** MATERIAL PROVIDED follows **
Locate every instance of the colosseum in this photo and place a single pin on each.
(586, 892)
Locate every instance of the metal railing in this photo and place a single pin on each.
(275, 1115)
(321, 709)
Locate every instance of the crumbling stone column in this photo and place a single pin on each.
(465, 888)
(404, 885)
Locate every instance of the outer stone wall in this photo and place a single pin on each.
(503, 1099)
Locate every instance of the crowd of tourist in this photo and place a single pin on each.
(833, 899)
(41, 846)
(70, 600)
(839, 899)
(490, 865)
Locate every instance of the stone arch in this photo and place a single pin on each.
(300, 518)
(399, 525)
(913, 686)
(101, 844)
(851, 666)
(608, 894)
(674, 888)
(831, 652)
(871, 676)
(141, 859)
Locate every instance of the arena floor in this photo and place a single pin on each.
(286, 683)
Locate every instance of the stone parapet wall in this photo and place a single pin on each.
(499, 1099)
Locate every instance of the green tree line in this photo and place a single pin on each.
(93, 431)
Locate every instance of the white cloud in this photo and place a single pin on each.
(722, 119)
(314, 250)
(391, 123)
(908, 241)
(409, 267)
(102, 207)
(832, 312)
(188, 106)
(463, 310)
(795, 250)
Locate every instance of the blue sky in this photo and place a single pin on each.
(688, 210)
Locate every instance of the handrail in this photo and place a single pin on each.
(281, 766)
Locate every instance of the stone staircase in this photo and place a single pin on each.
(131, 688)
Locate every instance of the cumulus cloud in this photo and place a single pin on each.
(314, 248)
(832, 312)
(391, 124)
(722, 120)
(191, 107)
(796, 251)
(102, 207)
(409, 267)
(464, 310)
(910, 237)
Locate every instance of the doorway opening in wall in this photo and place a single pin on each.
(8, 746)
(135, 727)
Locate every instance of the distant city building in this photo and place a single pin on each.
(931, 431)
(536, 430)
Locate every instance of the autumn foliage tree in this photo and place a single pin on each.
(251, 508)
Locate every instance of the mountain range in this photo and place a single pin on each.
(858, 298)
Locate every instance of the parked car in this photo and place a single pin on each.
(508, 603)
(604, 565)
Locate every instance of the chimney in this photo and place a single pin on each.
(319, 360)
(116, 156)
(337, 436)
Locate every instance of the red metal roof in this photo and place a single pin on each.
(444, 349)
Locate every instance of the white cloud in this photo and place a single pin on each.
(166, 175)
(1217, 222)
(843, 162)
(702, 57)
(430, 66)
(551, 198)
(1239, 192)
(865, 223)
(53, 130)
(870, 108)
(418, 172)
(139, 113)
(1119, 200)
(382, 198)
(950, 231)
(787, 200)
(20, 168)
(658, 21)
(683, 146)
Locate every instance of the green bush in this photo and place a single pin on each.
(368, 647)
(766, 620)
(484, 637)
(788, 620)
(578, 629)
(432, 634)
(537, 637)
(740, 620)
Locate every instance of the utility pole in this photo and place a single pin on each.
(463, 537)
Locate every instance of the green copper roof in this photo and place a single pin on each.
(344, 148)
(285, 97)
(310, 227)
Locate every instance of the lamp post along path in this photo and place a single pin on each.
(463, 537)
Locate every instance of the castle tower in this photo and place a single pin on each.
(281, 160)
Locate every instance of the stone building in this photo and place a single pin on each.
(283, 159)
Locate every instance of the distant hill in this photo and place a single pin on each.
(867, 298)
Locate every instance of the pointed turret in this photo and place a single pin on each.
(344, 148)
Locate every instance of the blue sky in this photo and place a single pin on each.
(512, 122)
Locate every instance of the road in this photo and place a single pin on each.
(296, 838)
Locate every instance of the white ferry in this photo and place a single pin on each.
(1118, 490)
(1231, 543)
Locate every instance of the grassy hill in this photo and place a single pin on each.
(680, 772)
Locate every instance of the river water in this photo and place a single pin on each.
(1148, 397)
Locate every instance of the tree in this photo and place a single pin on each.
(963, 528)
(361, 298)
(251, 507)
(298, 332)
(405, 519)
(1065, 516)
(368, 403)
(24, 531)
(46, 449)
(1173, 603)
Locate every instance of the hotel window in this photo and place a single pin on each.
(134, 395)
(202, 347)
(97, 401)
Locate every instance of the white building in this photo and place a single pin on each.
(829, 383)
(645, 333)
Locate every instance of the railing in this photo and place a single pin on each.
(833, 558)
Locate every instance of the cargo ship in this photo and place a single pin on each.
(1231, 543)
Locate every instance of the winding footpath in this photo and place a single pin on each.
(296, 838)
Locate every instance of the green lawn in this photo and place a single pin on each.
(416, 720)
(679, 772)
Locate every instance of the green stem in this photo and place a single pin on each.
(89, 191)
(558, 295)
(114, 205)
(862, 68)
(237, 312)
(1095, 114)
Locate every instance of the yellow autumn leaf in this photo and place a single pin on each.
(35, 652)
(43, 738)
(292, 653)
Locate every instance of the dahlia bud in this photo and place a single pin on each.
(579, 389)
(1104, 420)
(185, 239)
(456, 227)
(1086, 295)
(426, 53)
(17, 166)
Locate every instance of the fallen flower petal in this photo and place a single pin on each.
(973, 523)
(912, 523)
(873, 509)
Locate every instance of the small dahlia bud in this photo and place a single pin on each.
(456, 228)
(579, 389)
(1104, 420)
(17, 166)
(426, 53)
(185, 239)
** End of MATERIAL PROVIDED **
**WHAT TO WORK ON**
Repeat exactly the lines above, starting with the line that contains "Locate every instance of the small" and ending with the last line, both included, and nothing else.

**TASK RESULT**
Locate every instance of the small dahlia bud in this photo and place a single pin on each.
(456, 228)
(579, 389)
(1104, 420)
(17, 166)
(426, 53)
(185, 239)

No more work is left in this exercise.